## START Data lines
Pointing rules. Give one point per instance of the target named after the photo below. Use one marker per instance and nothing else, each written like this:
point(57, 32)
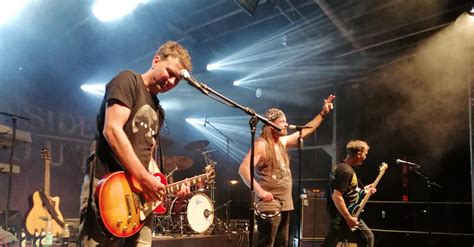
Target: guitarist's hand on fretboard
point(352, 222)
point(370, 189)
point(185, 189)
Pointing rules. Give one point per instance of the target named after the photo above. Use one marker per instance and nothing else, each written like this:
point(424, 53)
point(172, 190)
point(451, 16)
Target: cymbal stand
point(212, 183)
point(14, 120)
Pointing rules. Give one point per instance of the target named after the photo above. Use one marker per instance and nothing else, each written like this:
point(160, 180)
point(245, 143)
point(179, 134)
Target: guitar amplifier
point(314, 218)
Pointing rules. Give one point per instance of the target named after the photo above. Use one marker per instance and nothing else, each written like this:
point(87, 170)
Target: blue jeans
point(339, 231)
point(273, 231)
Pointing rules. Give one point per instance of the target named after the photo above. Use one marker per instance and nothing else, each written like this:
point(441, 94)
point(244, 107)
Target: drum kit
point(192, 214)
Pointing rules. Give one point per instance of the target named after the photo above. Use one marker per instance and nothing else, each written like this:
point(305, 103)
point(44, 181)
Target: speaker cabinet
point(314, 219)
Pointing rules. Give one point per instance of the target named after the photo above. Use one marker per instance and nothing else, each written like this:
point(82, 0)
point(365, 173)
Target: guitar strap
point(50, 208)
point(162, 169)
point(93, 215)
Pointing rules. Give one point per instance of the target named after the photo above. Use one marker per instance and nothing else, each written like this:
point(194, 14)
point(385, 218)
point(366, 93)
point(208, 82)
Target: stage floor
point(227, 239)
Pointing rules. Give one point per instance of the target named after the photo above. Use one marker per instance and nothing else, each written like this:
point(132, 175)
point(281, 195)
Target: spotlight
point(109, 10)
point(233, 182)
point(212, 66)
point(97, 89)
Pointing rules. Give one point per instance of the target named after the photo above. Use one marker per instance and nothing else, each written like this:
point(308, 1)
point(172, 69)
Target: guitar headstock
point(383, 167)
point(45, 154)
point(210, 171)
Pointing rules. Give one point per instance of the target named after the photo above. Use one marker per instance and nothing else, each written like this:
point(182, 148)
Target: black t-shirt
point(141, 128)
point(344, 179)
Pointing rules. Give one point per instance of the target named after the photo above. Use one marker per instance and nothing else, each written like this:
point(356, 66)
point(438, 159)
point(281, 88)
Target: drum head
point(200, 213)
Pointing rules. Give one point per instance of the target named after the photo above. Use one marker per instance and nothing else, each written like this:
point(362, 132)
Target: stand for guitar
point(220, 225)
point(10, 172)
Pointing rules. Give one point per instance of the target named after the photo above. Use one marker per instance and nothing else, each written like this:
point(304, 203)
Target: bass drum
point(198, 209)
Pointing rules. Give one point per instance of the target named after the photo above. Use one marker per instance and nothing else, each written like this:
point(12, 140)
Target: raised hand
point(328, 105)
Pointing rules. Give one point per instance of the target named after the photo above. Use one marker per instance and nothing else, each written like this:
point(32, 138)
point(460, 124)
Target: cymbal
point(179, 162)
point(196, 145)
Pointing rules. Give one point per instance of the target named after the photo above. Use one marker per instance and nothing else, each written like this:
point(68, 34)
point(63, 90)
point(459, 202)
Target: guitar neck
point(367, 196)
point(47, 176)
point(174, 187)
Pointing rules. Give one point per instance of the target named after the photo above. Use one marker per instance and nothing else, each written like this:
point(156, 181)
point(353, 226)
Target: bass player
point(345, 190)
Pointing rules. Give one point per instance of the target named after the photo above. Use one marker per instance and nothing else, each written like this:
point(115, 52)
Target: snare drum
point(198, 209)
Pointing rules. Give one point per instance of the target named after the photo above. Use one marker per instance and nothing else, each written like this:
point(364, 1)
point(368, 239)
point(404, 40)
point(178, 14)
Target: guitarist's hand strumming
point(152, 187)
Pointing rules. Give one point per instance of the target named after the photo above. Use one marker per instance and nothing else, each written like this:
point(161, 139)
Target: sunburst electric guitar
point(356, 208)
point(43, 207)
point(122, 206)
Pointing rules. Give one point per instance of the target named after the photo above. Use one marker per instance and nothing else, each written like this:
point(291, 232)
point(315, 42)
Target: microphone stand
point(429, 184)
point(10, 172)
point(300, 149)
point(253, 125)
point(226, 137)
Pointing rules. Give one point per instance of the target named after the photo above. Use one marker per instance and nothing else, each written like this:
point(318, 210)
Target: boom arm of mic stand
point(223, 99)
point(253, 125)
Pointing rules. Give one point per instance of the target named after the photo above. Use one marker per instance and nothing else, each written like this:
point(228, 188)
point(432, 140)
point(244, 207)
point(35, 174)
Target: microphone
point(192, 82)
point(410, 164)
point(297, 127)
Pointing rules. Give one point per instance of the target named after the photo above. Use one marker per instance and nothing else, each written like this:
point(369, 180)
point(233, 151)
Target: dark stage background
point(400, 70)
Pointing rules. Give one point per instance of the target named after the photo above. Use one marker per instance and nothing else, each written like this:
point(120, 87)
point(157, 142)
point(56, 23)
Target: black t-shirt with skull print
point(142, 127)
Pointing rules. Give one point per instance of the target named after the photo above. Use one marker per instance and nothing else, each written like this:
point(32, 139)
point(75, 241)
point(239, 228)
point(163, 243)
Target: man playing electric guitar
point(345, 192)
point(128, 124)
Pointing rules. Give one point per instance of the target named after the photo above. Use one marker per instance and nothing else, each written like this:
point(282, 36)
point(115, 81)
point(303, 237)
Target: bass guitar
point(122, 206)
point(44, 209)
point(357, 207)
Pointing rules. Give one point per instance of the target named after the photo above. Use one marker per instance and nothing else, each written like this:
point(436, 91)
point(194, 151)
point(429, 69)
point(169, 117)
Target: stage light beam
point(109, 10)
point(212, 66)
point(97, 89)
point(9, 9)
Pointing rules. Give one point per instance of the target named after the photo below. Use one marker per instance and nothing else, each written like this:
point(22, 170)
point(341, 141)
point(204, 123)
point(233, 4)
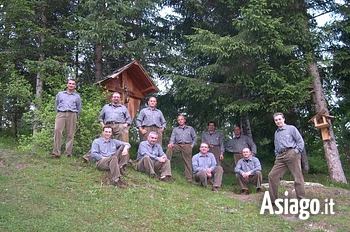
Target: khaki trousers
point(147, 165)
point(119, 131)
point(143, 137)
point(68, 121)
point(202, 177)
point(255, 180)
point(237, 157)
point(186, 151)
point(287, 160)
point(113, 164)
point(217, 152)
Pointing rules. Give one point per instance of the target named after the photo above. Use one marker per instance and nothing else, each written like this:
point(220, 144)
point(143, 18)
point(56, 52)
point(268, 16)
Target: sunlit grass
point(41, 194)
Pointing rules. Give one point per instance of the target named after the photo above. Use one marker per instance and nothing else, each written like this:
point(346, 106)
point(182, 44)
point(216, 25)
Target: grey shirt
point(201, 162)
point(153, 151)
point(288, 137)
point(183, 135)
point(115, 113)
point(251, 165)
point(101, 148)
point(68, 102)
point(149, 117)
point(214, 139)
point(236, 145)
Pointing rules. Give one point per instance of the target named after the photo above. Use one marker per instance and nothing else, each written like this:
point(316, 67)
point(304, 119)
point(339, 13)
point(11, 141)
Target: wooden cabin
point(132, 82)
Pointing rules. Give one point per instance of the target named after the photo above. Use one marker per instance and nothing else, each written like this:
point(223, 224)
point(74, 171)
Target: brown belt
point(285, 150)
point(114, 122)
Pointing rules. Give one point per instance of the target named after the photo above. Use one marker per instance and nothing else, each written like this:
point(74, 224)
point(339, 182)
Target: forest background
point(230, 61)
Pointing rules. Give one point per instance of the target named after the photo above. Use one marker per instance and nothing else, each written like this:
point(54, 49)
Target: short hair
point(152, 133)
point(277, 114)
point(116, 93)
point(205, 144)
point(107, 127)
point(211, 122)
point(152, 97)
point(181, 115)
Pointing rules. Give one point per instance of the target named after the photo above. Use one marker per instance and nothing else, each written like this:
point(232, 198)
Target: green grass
## END Data lines
## Work to be completed:
State how many lines of the material above contain the string "shirt". Give only the number.

## Right answer:
3